[Exercise]: Please change "Practice step" to "Exercise" wherever it occurs in the lines below, and write out all the lines again with nothing else altered.

[Entries]:
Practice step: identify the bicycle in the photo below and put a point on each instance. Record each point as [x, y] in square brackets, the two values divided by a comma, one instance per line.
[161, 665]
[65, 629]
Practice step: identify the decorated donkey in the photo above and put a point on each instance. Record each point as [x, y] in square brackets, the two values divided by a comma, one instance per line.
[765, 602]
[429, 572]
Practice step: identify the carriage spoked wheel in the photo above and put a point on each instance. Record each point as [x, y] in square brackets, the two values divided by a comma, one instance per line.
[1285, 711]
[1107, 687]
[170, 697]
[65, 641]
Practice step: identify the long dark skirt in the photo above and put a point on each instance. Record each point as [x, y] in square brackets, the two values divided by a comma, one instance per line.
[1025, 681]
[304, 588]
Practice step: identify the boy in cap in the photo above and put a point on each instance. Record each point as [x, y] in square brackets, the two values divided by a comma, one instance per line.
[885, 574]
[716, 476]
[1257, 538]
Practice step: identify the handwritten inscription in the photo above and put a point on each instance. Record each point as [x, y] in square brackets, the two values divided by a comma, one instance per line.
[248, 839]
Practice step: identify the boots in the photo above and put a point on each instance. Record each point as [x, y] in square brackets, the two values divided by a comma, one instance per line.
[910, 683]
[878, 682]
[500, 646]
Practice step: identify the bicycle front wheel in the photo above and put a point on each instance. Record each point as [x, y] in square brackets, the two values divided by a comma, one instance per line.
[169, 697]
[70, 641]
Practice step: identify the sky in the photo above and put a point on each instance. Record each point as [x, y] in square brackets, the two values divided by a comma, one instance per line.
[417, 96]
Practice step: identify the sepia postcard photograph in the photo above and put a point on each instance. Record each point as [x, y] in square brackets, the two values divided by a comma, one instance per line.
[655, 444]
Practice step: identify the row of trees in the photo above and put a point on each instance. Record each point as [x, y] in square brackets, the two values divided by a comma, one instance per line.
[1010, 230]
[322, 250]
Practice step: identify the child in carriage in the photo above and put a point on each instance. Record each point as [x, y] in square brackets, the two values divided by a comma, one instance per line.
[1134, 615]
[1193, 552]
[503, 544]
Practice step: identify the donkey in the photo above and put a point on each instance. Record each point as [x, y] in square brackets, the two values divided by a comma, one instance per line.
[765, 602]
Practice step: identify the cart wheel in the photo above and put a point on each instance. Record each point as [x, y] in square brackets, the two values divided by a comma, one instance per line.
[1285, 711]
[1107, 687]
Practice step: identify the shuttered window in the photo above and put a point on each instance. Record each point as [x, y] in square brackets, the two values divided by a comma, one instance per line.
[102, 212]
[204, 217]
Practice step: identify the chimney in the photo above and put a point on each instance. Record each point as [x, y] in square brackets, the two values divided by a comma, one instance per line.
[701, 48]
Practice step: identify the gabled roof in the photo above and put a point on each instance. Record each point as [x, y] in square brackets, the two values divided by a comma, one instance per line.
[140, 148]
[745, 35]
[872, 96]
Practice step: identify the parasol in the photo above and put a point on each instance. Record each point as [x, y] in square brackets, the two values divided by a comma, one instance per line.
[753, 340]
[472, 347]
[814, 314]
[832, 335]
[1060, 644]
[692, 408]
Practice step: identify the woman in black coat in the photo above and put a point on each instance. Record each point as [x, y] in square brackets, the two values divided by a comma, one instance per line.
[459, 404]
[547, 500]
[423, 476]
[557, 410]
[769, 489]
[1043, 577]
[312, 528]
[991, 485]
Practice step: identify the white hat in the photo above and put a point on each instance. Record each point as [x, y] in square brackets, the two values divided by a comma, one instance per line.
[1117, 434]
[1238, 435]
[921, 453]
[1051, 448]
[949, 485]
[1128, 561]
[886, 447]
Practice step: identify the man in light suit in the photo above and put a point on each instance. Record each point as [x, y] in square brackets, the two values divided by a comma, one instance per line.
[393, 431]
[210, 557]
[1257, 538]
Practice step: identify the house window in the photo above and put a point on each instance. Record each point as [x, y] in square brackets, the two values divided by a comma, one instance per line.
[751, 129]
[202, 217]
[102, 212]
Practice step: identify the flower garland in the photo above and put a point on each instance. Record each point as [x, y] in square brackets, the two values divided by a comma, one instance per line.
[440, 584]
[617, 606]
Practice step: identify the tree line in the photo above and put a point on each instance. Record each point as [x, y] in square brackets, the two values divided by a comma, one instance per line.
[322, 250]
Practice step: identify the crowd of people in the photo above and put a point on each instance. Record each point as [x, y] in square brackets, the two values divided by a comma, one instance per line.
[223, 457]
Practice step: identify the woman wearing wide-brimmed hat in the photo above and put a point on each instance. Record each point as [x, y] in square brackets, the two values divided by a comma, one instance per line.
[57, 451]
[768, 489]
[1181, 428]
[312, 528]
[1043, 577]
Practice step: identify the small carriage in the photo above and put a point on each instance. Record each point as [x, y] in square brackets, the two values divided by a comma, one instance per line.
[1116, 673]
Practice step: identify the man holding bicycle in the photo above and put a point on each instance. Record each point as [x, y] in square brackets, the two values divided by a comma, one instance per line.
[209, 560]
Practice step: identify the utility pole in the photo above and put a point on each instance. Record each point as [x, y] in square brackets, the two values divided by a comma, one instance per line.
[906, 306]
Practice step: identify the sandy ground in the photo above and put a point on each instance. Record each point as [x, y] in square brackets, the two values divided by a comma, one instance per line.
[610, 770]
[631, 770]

[Result]:
Exercise: identify the bicycle in the photo below and put a point on each instance. Record each point as [x, y] in square brackets, the two values divided by a comma, one instance per line.
[161, 665]
[65, 629]
Exercise: identify the decorated donkey in the photo above and put a point on each instance. Record each point as [x, y] in square brackets, the two values divided by a comma, one instance per line.
[765, 602]
[429, 572]
Exercise: identify the carriage spoked wheel in the photo above and put a point on each instance. Record each point as [x, y] in square brackets, the two values divided by a comma, one instance per line.
[1285, 711]
[1107, 687]
[170, 697]
[65, 641]
Exercise: identify the long dark skirt in the photo above and put a point on each instance. Record each point as [x, y] in square brackets, the two values divided by a comma, one instance per line.
[1025, 681]
[304, 588]
Exercise: identify the boy in cap in the photo above and put a point on each instance. Record each point as [x, y] in square brackets, the two values divided by a comma, one instance per line.
[885, 574]
[716, 476]
[1257, 538]
Exercise: identify the handwritten inscription in the photo above and put a point on each instance. Record each point as [x, y] in square brackets, the two values divided by a comma, one instance per line.
[248, 839]
Exercise: identify the boots in the photo above and put a point on each instance. Record each point as [x, y] in square brackets, the two values divided by a comma, one instance per line.
[910, 683]
[878, 682]
[500, 646]
Exercise: identify the bicycle front wheel in the photo above and put a point on each instance. Record each point as [x, y] in square brackets, the two values divided by a comma, one instance per line.
[169, 697]
[70, 641]
Exercise: identify the sky in the photo above and put a point on each instance. Record each point as [x, y] in square brackets, the two values divided by a comma, one instance per line.
[417, 96]
Exercise: identify the sepia postcard photograph in the photo above and put a point on each instance. Record each point as [x, y] in square brackets, the two values divided by a comma, one instance per line.
[655, 444]
Exercise: identify the row of trees in the photo above and put a point on each instance. Record each point as [x, y] in square brackets, the two values divided by a comma, one instance per line.
[1010, 230]
[322, 250]
Exercise: identify the child in carriage in the photo above and put a point on each instance. Record each point as [x, y] in square brackets, the two values divided by a comma, one instance per line.
[1134, 615]
[1193, 552]
[503, 544]
Exercise: identify the donkey in the photo above and put a point on each instance. Record each point as [x, y] in square brackets, the two values divided by a comma, one instance per line.
[765, 602]
Exercise: identify the cart wheel in the photo above and put a point on each instance. Record each point as [x, y] in square brackets, the two values divided by a comma, one instance per line.
[1285, 711]
[1107, 687]
Exercise: identify the shuttered window in the photo above and put a point on each instance. Record each point as [x, y] in square brackets, the two values divided by a comma, one instance per line.
[102, 212]
[204, 217]
Exercise: identify the chimney in the photo above and put a point on each instance. Record each point as [x, y] in square brackets, the two values divided by a comma, one instance per line.
[701, 48]
Exercise: identify the gabled roof in the photo above and put a point on each instance. Record each point as [x, y] in square brackets, the two values divided by a comma, one instance per line.
[140, 148]
[745, 35]
[872, 96]
Exercise: identify the parasol in the photo above and put a point on each instance. Record each point as [x, y] in square brackets, the two values divided by a comma, one instance per line.
[753, 340]
[472, 347]
[814, 314]
[832, 335]
[1060, 644]
[692, 408]
Exercise: identify the woman in black coat in the photo above and put a point on each instance. Record each point as [x, y] in square brackets, the two values divided by a comma, one instance per line.
[459, 404]
[547, 500]
[423, 476]
[557, 410]
[769, 489]
[1043, 577]
[312, 528]
[991, 485]
Exercise: identify the white hat in the photo above and put a point on each instance. Record each point as [x, y] in square brackets, the two values divided by a comma, one instance per line.
[1117, 434]
[1238, 435]
[921, 453]
[1051, 448]
[949, 485]
[1128, 561]
[886, 447]
Exercise: identify the man in light suit in the photo above and put a point on each instance. Record each point as [x, y] in square brackets, the two values divided by a comma, one instance per line.
[393, 431]
[210, 557]
[1257, 538]
Exercise: identify the house window in the photo above and put a point on each instance. Record each point as [x, y] in square brackets, the two values divided by a comma, one instance per line.
[751, 129]
[202, 217]
[102, 212]
Exercise: identify the flower garland in the photo above and put a point on each instance. Record each point as [x, y] in square brackets, the two values divided by a comma, one instance per line.
[440, 584]
[617, 606]
Exercise: identify the tree line in the photo above and put a point on each instance. Record each point as [x, y] in square brackets, the two values divided by a comma, one instance per line.
[322, 250]
Exercise: identify the crowd of people in the photo above and put a point on each instance. Record each point as [x, y] in square brackets, the two values divided by a comma, one instance per line.
[223, 457]
Exercise: identify the woman wearing wide-brimmed hat in the photo above and put a point on each instance. Record each point as [x, y] in square brackets, the two values divided by a comma, one instance per line.
[57, 451]
[768, 489]
[1181, 428]
[312, 528]
[1043, 577]
Exercise: identify the small carriage in the photo above and put a point on each instance. Record each point as [x, y] in square brackets, the two values divided by a comma, one instance per line.
[1116, 673]
Exercise: identify the man holding bicycle in the photo above and put a point on each instance. Record each point as [x, y] in square brackets, the two values divided by a comma, one instance per line.
[209, 560]
Exercise: identify the utility pole in the photo above and put a point on each instance. Record each point as [x, y] in square brackets, the two values divided by a comma, one instance per line.
[906, 306]
Exercise: identify the sandy ground in the photo above and put a point on each instance. Record each point as [x, y] in square brackets, the two values divided by a comma, one instance per line.
[610, 770]
[631, 770]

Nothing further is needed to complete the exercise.